▶ Document extract:
▼

Monday Morning Thoughts: Should Davis Implement Facial Recognition Technology – Experts Consider It Racially Biased

By David M. Greenwald
Executive Editor

Davis, CA – Last week, Tim Kingston of the Senior Investigator/member of the SF Public Defender Racial Justice Committee wrote a letter to the Davis Police Accountability Commission supporting a ban on Facial Recognition Technology.

“FRT needs to be flat out banned,” he writes.  “As you are probably all aware  FRT is fundamentally biased against people of color. This is due to its failure to use demographically accurate training sets, resulting in a classic garbage-in garbage-out technology. This is a foundational problem with the technology.”

A 2020 study out of Harvard, for example, noted that while “[f]ace recognition algorithms boast high classification accuracy,” over 90 percent in fact, of “these outcomes are not universal.”

In the landmark 2018 “Gender Shades” project, an “intersectional approach was applied to appraise three gender classification algorithms, including those developed by IBM and Microsoft. Subjects were grouped into four categories: darker-skinned females, darker-skinned males, lighter-skinned females, and lighter-skinned males. All three algorithms performed the worst on darker-skinned females, with error rates up to 34% higher than for lighter-skinned males.”

Independent assessment by the “National Institute of Standards and Technology (NIST) has confirmed these studies, finding that face recognition technologies across 189 algorithms are least accurate on women of color.”

The Harvard Study noted, “This result corroborated an earlier assessment of Rekognition’s face-matching capability by the American Civil Liberties Union (ACLU), in which 28 members of Congress, disproportionately people of color, were incorrectly matched with mugshot images.”

▲

▶ Required task 1: Could you echo the facial recognition article between "Monday Morning Thoughts: Should" and "Facial Recognition Technology.", inclusive?

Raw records
▼

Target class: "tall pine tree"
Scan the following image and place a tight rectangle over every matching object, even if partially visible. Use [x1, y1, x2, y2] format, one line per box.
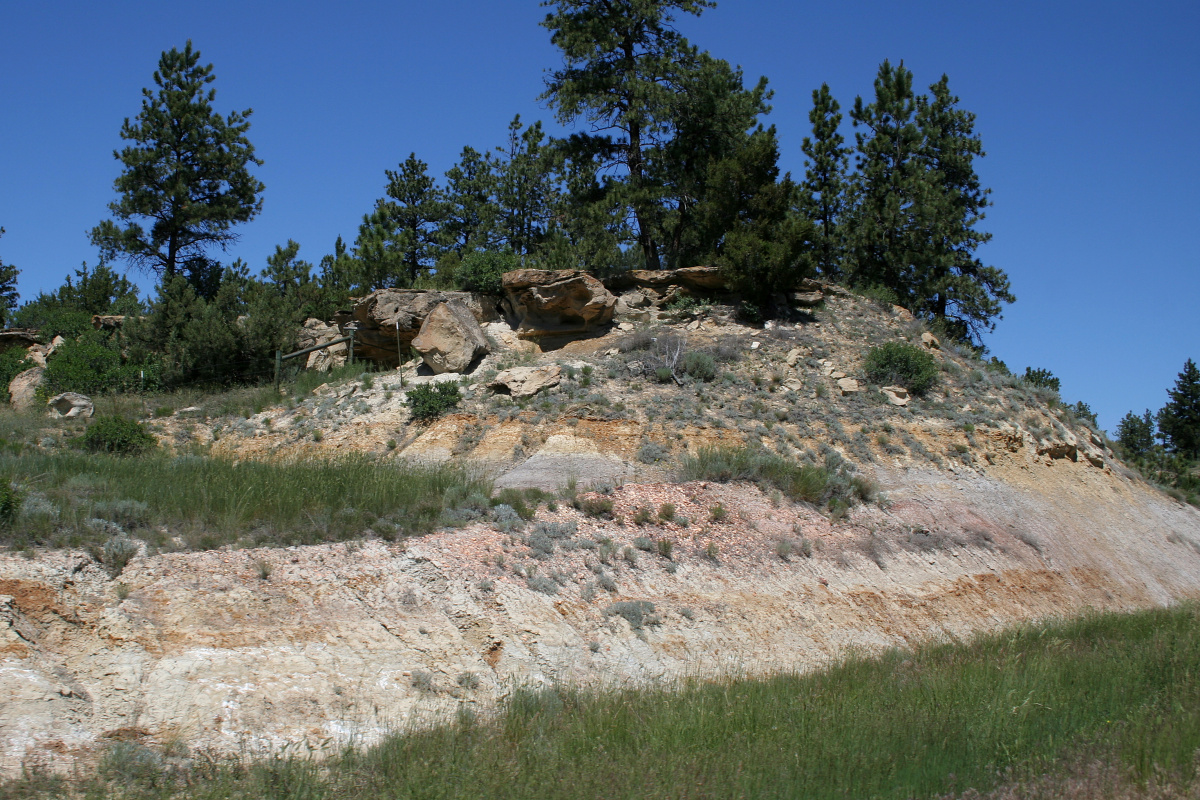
[1158, 359, 1200, 458]
[355, 152, 446, 290]
[798, 84, 853, 279]
[850, 61, 929, 307]
[913, 74, 1016, 341]
[91, 41, 263, 296]
[542, 0, 714, 269]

▲

▶ Required task 2: Would you duplicate every line of the raw entries above exactly as they appear, leaving the pictures out?

▶ Complete response 1:
Monday Morning Thoughts: Should Davis Implement Facial Recognition Technology – Experts Consider It Racially Biased

By David M. Greenwald
Executive Editor

Davis, CA – Last week, Tim Kingston of the Senior Investigator/member of the SF Public Defender Racial Justice Committee wrote a letter to the Davis Police Accountability Commission supporting a ban on Facial Recognition Technology.

▶ Complete response 2:
Target class: "tall pine tree"
Scan the following image and place a tight rectangle over every matching object, even if partially visible. Use [x1, y1, x2, y2] format, one line per box.
[1158, 359, 1200, 458]
[355, 152, 446, 290]
[798, 84, 853, 279]
[850, 61, 929, 307]
[913, 74, 1016, 341]
[91, 41, 263, 296]
[542, 0, 714, 269]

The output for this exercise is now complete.